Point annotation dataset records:
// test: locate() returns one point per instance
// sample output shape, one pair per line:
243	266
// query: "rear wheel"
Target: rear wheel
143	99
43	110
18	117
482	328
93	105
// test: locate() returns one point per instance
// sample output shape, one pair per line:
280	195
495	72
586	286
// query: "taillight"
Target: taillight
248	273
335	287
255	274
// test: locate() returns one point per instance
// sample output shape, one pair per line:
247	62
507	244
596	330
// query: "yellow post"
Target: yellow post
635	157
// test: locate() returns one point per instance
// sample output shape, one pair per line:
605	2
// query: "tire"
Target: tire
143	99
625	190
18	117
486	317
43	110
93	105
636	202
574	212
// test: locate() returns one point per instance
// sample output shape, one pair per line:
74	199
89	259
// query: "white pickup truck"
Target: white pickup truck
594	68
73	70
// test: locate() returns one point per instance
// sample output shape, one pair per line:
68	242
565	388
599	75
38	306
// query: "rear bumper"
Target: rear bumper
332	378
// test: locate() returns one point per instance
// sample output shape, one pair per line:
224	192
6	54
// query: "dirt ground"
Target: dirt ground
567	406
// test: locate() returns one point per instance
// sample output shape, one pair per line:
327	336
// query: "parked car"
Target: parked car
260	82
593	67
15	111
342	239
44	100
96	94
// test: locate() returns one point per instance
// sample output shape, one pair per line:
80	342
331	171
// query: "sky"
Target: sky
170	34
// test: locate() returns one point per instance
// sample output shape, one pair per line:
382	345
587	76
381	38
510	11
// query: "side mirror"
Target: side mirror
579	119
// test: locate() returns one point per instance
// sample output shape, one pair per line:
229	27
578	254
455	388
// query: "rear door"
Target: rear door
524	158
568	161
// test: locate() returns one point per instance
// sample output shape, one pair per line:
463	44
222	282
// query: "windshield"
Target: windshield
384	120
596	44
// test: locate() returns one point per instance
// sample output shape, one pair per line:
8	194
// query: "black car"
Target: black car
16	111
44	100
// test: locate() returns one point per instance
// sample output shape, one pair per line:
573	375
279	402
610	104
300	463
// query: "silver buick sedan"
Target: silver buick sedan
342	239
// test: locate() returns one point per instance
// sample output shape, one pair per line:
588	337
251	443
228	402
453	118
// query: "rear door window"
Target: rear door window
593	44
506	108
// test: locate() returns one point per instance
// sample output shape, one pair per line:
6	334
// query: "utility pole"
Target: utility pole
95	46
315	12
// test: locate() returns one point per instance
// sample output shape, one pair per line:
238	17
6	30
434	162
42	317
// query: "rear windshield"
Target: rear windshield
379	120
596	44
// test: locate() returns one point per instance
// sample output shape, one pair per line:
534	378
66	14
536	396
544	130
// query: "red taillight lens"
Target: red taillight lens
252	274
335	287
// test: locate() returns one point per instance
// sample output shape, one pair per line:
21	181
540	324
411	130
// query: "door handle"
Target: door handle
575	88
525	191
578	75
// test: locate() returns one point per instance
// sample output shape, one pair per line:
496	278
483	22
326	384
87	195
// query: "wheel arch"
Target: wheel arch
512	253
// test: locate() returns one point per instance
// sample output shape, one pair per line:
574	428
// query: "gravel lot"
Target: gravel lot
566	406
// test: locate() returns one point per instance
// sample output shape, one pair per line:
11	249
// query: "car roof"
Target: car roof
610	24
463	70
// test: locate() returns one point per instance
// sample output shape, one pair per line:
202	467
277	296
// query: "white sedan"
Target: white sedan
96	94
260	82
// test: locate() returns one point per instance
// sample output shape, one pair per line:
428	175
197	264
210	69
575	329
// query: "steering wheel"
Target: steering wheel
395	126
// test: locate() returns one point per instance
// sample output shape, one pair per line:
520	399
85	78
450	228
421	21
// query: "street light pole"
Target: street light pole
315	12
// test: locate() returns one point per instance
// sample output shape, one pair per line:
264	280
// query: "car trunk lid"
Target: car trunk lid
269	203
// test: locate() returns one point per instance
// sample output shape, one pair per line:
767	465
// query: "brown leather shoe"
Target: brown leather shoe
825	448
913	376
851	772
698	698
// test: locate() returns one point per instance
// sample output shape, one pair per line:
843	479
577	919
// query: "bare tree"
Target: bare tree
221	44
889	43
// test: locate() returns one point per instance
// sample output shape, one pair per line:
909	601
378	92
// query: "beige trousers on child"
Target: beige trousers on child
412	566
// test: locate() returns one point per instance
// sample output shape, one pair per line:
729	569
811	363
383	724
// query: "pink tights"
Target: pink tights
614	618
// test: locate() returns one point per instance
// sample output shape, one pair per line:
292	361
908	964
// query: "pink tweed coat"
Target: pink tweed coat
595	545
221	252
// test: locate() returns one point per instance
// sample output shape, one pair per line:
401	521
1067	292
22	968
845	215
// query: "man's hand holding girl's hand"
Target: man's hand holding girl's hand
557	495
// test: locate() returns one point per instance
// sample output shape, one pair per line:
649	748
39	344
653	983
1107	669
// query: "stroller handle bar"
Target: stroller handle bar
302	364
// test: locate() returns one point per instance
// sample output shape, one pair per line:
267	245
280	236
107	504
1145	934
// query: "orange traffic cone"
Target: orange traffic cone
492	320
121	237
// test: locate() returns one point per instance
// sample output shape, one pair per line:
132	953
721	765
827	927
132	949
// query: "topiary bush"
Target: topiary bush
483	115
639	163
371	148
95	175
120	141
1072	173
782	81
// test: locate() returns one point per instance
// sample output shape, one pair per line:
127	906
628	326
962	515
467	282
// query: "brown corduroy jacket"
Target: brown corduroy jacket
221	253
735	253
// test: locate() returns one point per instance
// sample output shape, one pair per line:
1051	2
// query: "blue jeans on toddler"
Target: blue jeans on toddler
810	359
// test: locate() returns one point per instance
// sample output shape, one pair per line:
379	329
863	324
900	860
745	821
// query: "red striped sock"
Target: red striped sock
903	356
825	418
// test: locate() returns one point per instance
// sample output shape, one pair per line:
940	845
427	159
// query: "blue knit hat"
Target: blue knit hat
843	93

• [What you will do]:
Restate the whole of the material exactly.

• [Final result]:
// test: locate() returns one point per instance
// sample output shape, one pair per line:
243	266
// query: "rear wheel"
Target: rear wheel
143	99
43	110
18	117
482	328
93	105
// test: locate() returns one point per instance
// sample output shape, one pair per line:
280	195
495	72
586	286
// query: "taillight"
Target: taillight
248	273
335	287
255	274
// test: locate() returns one point per instance
// sample output shape, one pair per line:
247	62
507	244
596	330
// query: "yellow post"
Target: yellow post
635	157
// test: locate() returns one point per instance
// sample output shape, one pair per line:
605	2
// query: "tire"
Target: tire
143	99
625	190
18	117
486	317
43	110
93	105
636	202
574	212
// test: locate() returns one point per instance
// sample output shape, one pair per line:
74	199
89	259
// query: "white pickup truck"
Target: white pickup truck
594	68
73	70
// test: locate() returns one point per instance
// sample output shape, one pair per line:
68	242
565	388
599	75
38	306
// query: "rear bumper"
Target: rear bumper
332	378
// test: locate() returns one point per instance
// sample output shape, one pair per line:
224	192
6	54
// query: "dirt ground"
Target: dirt ground
567	406
// test: locate() returns one point per instance
// sample output shape, one pair per line:
327	336
// query: "parked car"
Target: parked car
260	82
593	67
15	111
342	239
44	100
96	94
// test: locate() returns one point per instance
// sample output shape, one pair per line:
80	342
331	171
// query: "sky"
Target: sky
170	34
// test: locate() returns one point per instance
// sample output shape, one pair per line:
382	345
587	76
381	38
510	11
// query: "side mirror"
Target: side mirror
579	119
// test: locate() returns one point per instance
// sample output shape, one pair per line:
229	27
578	254
455	388
// query: "rear door"
Target: rear door
524	158
568	161
// test: locate() returns one point per instance
// sample output shape, one pair per line:
463	44
222	282
// query: "windshield"
Target: windshield
384	120
596	44
// test: locate() returns one point per instance
// sample output shape, one pair per line:
8	194
// query: "black car"
Target: black car
16	111
44	100
// test: locate() returns one point per instance
// sample output shape, one pair per line:
573	375
279	402
610	104
300	463
// query: "silver buick sedan"
Target: silver buick sedan
342	239
// test: locate() returns one point per instance
// sample output shape, one pair per line:
588	337
251	443
228	402
453	118
// query: "rear door window"
Target: rear door window
593	44
506	108
// test: locate() returns one point per instance
// sample output shape, one pair per line:
6	334
// query: "utility pole"
Target: utility pole
95	46
315	12
// test: locate() returns one point per instance
// sample output shape, one pair per line:
238	17
6	30
434	162
42	317
// query: "rear windshield"
Target: rear windshield
379	120
596	44
// test: locate() returns one point per instance
// sample output shape, one pair per line:
534	378
66	14
536	396
544	130
// query: "red taillight lens"
Target: red taillight lens
252	274
335	287
// test: locate() returns one point per instance
// sample output shape, one pair per line:
21	181
540	324
411	130
// query: "door handle"
Target: door handle
575	88
525	191
578	75
// test: locate() returns one point per instance
// sample output shape, one pair per line:
496	278
483	22
326	384
87	195
// query: "wheel arch"
Target: wheel arch
512	253
// test: locate() returns one point per instance
// sample output shape, one pair per line:
574	428
// query: "gravel lot"
Target: gravel lot
566	406
// test: locate() returns one point per instance
// sample output shape, one pair per line:
11	249
// query: "car roof"
Target: car roof
610	24
463	70
// test: locate() returns one point per instance
// sample output shape, one pair per line:
202	467
277	296
// query: "white sedan"
Target: white sedan
96	94
260	82
// test: locate() returns one point per instance
// sample output shape, one pair per line:
428	175
197	264
210	69
575	329
// query: "steering wheel"
Target: steering wheel
395	126
// test: locate() returns one point per instance
// sample output shape, one pair per line:
520	399
85	78
450	228
421	21
// query: "street light pole"
Target: street light pole
315	12
// test: locate() returns one point per instance
// sample output shape, one pair per line:
264	280
// query: "car trunk lid"
Target: car trunk lid
269	203
// test: locate() returns one point per instance
// sample output shape, one pair per line:
767	465
// query: "brown leather shoe"
Target: brown leather shoe
825	448
913	376
851	772
698	698
// test: locate() returns one point per instance
// sample output shape, one pair per line:
843	479
577	919
// query: "bare tree"
Target: bare tree
221	44
889	43
// test: locate() returns one point per instance
// sample output shape, one pair per line:
909	601
378	92
// query: "beige trousers on child"
Target: beige trousers on child
412	566
// test: locate() returns one point per instance
// sample output shape, one pair per line:
729	569
811	363
383	724
// query: "pink tights"
Target: pink tights
614	618
// test: locate() returns one point per instance
// sample output shape, one pair per line:
292	361
908	964
// query: "pink tweed coat"
Target: pink tweed coat
595	545
221	252
// test: locate() returns one point per instance
// sample output shape, one pair per line:
401	521
1067	292
22	968
845	215
// query: "man's hand holding girl's hand"
Target: man's hand holding girl's hand
557	495
// test: locate() returns one point per instance
// sample output shape, one pair per line:
649	748
39	344
653	983
1107	669
// query: "stroller handle bar"
Target: stroller handle bar
302	364
// test: locate() returns one point per instance
// sample output shape, one pair per line:
267	245
280	236
107	504
1145	934
// query: "orange traffic cone"
Target: orange traffic cone
492	320
121	237
// test: locate() returns one point per instance
// sample output shape, one pair per line:
132	953
721	765
827	927
132	949
// query: "topiary bush"
Target: topiary bush
483	115
639	163
371	148
95	175
120	141
1072	173
782	81
// test: locate() returns one point per instance
// sample output shape, one pair per line:
127	906
628	326
962	515
467	282
// query: "brown corduroy jacket"
Target: brown corduroy jacket
221	253
735	253
// test: locate() returns one point per instance
// sample output shape, one pair per line:
1051	2
// query: "blue jeans on toddler"
Target: blue jeans on toddler
810	359
// test: locate() returns one point per instance
// sample output shape, one pair per line:
379	329
863	324
900	860
745	821
// query: "red striped sock"
Target: red striped sock
903	356
825	418
// test: locate() returns one point per instance
// sample output shape, one pair per line:
940	845
427	159
// query: "blue knit hat"
Target: blue knit hat
843	93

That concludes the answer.